- **Problem requirements**
A word-for-word copy of the whole listing is required.

- **Material supplied**
______
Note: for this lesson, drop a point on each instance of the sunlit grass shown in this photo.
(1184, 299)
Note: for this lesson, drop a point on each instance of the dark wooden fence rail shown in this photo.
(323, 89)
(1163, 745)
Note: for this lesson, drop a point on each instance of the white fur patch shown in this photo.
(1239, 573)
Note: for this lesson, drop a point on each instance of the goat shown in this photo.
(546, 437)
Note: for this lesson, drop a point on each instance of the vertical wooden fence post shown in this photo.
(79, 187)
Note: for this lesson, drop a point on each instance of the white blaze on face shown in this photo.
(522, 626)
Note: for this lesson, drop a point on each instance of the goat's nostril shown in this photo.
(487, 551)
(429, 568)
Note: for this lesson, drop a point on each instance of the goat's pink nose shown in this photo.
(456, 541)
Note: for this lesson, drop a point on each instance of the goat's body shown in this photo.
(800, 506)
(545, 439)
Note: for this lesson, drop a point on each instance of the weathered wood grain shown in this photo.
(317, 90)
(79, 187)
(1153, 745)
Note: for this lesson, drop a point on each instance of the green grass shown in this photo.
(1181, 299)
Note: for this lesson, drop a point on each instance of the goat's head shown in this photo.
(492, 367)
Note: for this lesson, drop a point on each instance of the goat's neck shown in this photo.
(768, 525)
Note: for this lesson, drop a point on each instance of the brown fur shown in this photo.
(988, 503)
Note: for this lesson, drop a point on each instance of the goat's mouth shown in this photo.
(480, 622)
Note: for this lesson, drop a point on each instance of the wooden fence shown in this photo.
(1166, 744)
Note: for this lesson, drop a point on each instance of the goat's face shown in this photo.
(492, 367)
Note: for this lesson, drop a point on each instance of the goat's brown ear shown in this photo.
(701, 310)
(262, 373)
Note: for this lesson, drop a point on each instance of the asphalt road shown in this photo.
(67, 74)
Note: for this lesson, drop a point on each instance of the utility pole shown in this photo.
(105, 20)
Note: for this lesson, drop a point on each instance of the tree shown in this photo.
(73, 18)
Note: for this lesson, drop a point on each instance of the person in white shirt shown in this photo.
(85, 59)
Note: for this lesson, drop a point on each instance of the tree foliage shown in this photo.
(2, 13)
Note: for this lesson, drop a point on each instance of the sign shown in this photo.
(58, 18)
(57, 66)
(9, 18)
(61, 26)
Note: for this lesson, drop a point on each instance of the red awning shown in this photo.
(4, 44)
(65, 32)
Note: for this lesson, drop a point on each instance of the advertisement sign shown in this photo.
______
- **Response below**
Note: for this lesson, drop a point on each instance of the sunlit grass shown in this photo.
(1184, 299)
Note: for this lesson, drop a point on each instance of the dark wooden fence rail shown in this photo.
(323, 89)
(1163, 745)
Note: for this lesson, drop a point on each instance of the white fur patch shown in this photo.
(1239, 573)
Note: for this lesson, drop a point on each instance of the goat shown in this photo.
(546, 437)
Note: for this lesson, drop a point on each instance of the vertical wooden fence post shown in this photo.
(79, 187)
Note: for this lesson, drop a point on each instance of the white blaze on face shown in this photo.
(522, 626)
Note: for this lesson, drop a point on each instance of the goat's nostril shown in this photo.
(487, 551)
(429, 568)
Note: for this lesson, drop a point on each instance of the goat's pink nose shown in this photo.
(456, 541)
Note: for this lesson, drop a point on each instance of the goat's body shown in this photo.
(800, 506)
(545, 439)
Note: for this lesson, drop a point on each instance of the weathered wood grain shown in this photo.
(317, 90)
(79, 187)
(1153, 745)
Note: for this lesson, drop a point on each instance of the green grass shown in this photo.
(1181, 299)
Note: for this lesson, drop a point on each instance of the goat's head shown in this photo.
(492, 367)
Note: for this lesson, drop a point on each instance of the goat's neck shown in this photo.
(768, 525)
Note: for this lesson, drop a point on each instance of the brown fur shown in this photo.
(988, 503)
Note: for this lesson, drop a point on each instance of the goat's mouth shown in this photo.
(480, 622)
Note: for this lesson, drop a point on each instance of the wooden fence shown in this photo.
(1166, 744)
Note: for this lesson, drop a point on each instance of the goat's face shown in this photo.
(492, 367)
Note: for this lesson, drop a point on each instance of the goat's brown ear shown in this photo.
(701, 310)
(262, 373)
Note: for this lesson, drop a point on each instance of the asphalt road shown in this photo.
(67, 74)
Note: for this lesson, drop a point on each instance of the utility pole shown in this photo.
(105, 20)
Note: for this lesson, drop a point on each instance of the tree shown in this photo.
(73, 18)
Note: for this lesson, drop a point on each instance of the person in white shirt shown in this photo.
(85, 59)
Note: for this lesson, drop a point on each instance of the tree foliage shown in this photo.
(2, 13)
Note: for this lesson, drop a point on each instance of the sign shown in this photo.
(58, 18)
(57, 66)
(9, 18)
(61, 26)
Note: for this lesson, drop a point on each instance of the red awning shown in this photo.
(4, 44)
(65, 32)
Note: for this lesson, drop a point on each instance of the advertisement sign shown in this photo.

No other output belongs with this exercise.